Update the lines below so that "bare dirt ground" becomes "exposed soil", leaving everything else the same.

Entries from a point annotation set
....

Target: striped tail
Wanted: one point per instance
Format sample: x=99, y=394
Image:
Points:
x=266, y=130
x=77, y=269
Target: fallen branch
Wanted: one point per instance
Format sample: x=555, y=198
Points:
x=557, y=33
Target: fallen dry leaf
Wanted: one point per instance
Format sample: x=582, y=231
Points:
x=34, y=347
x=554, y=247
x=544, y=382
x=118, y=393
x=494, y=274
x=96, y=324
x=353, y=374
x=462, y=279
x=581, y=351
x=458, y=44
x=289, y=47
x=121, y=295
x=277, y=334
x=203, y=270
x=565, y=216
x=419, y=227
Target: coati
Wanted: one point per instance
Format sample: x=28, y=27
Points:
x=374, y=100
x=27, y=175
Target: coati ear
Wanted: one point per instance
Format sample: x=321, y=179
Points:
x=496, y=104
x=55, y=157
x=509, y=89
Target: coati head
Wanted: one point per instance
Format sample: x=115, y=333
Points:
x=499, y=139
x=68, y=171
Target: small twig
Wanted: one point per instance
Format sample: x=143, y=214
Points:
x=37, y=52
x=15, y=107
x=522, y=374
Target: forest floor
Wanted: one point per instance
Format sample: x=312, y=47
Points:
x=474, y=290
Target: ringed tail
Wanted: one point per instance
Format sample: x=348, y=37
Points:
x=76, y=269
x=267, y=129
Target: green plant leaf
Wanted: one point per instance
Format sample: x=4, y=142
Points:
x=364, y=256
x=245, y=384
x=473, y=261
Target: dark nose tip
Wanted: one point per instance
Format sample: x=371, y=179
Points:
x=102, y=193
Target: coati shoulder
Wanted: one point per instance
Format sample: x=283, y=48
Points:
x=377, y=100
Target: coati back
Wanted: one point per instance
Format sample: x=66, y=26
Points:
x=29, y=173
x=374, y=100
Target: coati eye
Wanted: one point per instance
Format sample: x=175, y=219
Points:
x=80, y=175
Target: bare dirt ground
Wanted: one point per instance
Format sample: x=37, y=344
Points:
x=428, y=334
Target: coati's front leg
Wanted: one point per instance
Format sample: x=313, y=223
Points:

....

SOLUTION FOR THIS EXERCISE:
Target: striped tail
Wanted: one point per instance
Format sample: x=99, y=394
Image:
Points:
x=266, y=130
x=77, y=269
Target: fallen branch
Wanted: one point per instance
Format sample: x=555, y=198
Points:
x=557, y=33
Target: fallen dry leaf
Wanted: one point per instance
Format sample: x=582, y=231
Points:
x=34, y=347
x=554, y=247
x=544, y=382
x=118, y=393
x=494, y=274
x=96, y=324
x=353, y=374
x=462, y=279
x=581, y=351
x=458, y=44
x=289, y=47
x=121, y=295
x=277, y=334
x=203, y=270
x=565, y=216
x=419, y=227
Target: coati
Wanted: one point per instance
Format sample: x=28, y=27
Points:
x=374, y=100
x=27, y=175
Target: coati ear
Wanted: one point per instance
Format sample: x=321, y=179
Points:
x=496, y=104
x=55, y=157
x=509, y=89
Target: coati head
Wanted: one point per instance
Format sample: x=115, y=333
Points:
x=499, y=139
x=68, y=171
Target: small twig
Wanted: one point per instance
Format sample: x=143, y=214
Points:
x=37, y=52
x=15, y=107
x=522, y=374
Target: forest floor
Wanted: one point per instance
Format sample: x=312, y=47
Points:
x=474, y=290
Target: ringed tail
Wanted: one point per instance
Format sample: x=348, y=37
Points:
x=76, y=269
x=267, y=129
Target: green plant leaf
Wanted: one point per instance
Format sample: x=4, y=142
Points:
x=364, y=256
x=245, y=384
x=473, y=261
Target: dark nose tip
Wanted: one point per instance
Format sample: x=371, y=179
Points:
x=102, y=193
Target: coati shoulder
Wanted: one point per instance
Format sample: x=283, y=48
Points:
x=377, y=100
Target: coati back
Wanted: one point per instance
Format sample: x=66, y=26
Points:
x=29, y=173
x=374, y=100
Target: coati eye
Wanted: one point per instance
Format sample: x=175, y=219
Points:
x=80, y=175
Target: exposed soil
Wanted: one point per instance
Format sample: x=37, y=344
Points:
x=428, y=334
Target: coati's front leg
Wanted: one point per instance
Format sample: x=313, y=223
Points:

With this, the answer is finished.